As a result of the public private partnership and Transit Wireless’ $350 million investment, the network was built at no cost to taxpayers or subway customers. The company’s wireless network operates on all primary licensed cellular bands, public unlicensed bands, and the 4.9 GHz public safety band, supporting consumer, business, and transit communications services.
The Transit Wireless Network features over 160-miles of 864-strand count fiber optic cable. The critical IP network infrastructure has lit or dark fiber for communications, operations, and data transmission, connecting to five highly secure local Data Centers. Carriers collocate their base stations with the Transit Wireless head-end equipment in order to provide cellular and data connectivity to their customers. New York City Transit also uses the network for select operational communications between their stations and MTA’s Rail Control Center.
Implementation of smart technologies in mass transit systems reduce costs and turnaround times for maintenance of transit infrastructure, resulting in greater efficiencies for ridership movement and in transit services. The wireless connectivity present in all underground stations could be leveraged for IoT applications for both the MTA and the riding public. Just as Connected Cities lead to Smart Cities, Transit Wireless has already begun building on the success of its wireless communications system in the underground subway stations, using it as the foundation to advance New York City’s broader Smart City goals.

> [Dataset excerpts]
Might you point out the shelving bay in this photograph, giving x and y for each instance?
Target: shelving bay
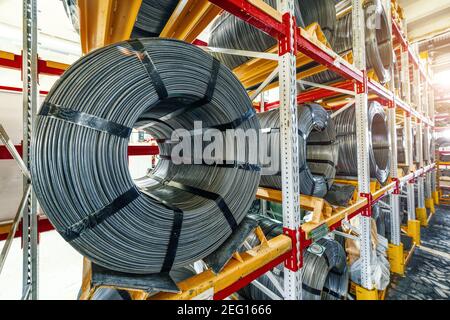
(297, 47)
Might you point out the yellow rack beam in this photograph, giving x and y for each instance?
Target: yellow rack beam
(323, 213)
(103, 22)
(189, 19)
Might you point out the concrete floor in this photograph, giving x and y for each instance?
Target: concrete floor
(428, 272)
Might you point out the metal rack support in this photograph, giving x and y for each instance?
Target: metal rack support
(289, 152)
(30, 98)
(362, 132)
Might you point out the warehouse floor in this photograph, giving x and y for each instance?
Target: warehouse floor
(427, 274)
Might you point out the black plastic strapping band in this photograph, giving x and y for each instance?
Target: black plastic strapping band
(173, 241)
(150, 67)
(249, 114)
(97, 217)
(333, 293)
(227, 164)
(175, 232)
(84, 120)
(204, 194)
(311, 290)
(221, 204)
(186, 104)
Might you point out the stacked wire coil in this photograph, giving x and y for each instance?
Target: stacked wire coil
(378, 144)
(317, 149)
(179, 213)
(325, 275)
(325, 272)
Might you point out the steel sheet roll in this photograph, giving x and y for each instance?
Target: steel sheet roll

> [Tasks]
1. From the passage on the Transit Wireless network, quote the text between "As a result" and "transit communications services.", inclusive.
2. Answer these questions using the passage on the Transit Wireless network:
(a) How much did Transit Wireless invest in the network?
(b) How many miles of fiber optic cable does the network feature?
(c) In which stations is the wireless connectivity present?

> [Answer section]
1.
As a result of the public private partnership and Transit Wireless’ $350 million investment, the network was built at no cost to taxpayers or subway customers. The company’s wireless network operates on all primary licensed cellular bands, public unlicensed bands, and the 4.9 GHz public safety band, supporting consumer, business, and transit communications services.

2.
(a) $350 million
(b) Over 160 miles
(c) All underground stations